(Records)

══════

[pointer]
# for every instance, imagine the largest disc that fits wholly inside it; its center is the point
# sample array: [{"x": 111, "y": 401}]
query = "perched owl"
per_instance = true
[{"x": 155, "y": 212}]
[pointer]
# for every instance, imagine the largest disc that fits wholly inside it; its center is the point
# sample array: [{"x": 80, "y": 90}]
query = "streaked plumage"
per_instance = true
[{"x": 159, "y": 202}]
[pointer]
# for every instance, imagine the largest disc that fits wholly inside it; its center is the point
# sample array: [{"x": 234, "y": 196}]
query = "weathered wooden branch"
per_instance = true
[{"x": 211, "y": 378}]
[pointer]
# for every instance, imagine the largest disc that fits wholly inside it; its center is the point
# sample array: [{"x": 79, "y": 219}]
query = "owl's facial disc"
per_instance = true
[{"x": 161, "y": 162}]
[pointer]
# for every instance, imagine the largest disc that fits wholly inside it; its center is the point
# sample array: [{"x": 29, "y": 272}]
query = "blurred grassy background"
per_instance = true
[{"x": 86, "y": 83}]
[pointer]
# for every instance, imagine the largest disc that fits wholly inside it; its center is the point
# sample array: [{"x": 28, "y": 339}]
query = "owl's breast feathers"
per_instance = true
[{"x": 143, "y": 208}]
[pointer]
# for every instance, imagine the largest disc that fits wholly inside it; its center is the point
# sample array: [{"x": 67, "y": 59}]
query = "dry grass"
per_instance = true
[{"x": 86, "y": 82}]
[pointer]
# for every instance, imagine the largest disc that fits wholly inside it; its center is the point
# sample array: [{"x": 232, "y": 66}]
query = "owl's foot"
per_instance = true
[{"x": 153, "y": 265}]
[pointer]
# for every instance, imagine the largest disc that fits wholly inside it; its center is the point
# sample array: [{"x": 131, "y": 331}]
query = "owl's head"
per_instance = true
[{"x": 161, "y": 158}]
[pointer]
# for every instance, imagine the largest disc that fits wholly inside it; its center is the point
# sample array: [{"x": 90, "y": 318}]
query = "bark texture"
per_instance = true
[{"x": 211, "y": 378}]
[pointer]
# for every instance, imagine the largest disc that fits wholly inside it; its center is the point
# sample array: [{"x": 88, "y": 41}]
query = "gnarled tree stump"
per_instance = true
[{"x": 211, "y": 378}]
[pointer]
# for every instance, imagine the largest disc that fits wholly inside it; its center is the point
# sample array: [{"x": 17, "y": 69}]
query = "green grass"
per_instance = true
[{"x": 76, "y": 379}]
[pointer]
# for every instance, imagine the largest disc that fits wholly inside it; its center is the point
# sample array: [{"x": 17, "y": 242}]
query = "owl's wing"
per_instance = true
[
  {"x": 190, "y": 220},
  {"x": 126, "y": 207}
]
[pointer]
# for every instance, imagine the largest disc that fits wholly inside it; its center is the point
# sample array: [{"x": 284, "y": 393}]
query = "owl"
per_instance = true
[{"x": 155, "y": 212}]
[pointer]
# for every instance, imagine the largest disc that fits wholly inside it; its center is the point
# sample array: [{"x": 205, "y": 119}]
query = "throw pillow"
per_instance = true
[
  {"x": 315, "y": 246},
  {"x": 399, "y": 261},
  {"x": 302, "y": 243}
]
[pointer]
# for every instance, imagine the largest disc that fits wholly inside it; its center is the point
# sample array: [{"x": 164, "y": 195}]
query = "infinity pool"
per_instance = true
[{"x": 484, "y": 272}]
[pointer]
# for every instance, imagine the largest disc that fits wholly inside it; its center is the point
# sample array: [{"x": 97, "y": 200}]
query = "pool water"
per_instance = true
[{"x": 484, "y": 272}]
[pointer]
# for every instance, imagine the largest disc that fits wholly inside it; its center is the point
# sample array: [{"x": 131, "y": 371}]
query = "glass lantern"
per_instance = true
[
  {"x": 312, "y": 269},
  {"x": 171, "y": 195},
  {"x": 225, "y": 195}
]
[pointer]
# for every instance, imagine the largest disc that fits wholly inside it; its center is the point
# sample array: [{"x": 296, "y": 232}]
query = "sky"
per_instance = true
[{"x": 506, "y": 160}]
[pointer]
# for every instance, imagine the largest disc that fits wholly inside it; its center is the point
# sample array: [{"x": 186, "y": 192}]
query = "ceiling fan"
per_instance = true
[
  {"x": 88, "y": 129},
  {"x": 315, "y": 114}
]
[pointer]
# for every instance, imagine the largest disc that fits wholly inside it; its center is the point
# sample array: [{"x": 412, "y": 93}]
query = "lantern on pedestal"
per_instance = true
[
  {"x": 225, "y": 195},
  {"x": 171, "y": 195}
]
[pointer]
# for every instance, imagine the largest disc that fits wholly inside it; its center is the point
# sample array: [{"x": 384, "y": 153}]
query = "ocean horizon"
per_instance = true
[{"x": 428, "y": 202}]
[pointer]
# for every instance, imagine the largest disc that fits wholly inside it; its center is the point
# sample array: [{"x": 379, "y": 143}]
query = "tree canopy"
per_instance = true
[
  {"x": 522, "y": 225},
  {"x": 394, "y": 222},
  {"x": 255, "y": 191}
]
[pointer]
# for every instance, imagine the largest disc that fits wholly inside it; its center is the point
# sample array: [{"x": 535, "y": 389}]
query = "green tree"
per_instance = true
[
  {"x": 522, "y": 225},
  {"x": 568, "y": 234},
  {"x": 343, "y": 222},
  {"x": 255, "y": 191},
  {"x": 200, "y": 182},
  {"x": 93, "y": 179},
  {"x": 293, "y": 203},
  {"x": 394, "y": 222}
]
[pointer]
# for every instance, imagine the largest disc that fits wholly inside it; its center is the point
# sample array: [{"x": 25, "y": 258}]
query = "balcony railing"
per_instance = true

══════

Exercise task:
List each line of the material above that contains the word "tree".

Answer for the task:
query = "gnarled tree stump"
query = "tree canopy"
query = "green tree"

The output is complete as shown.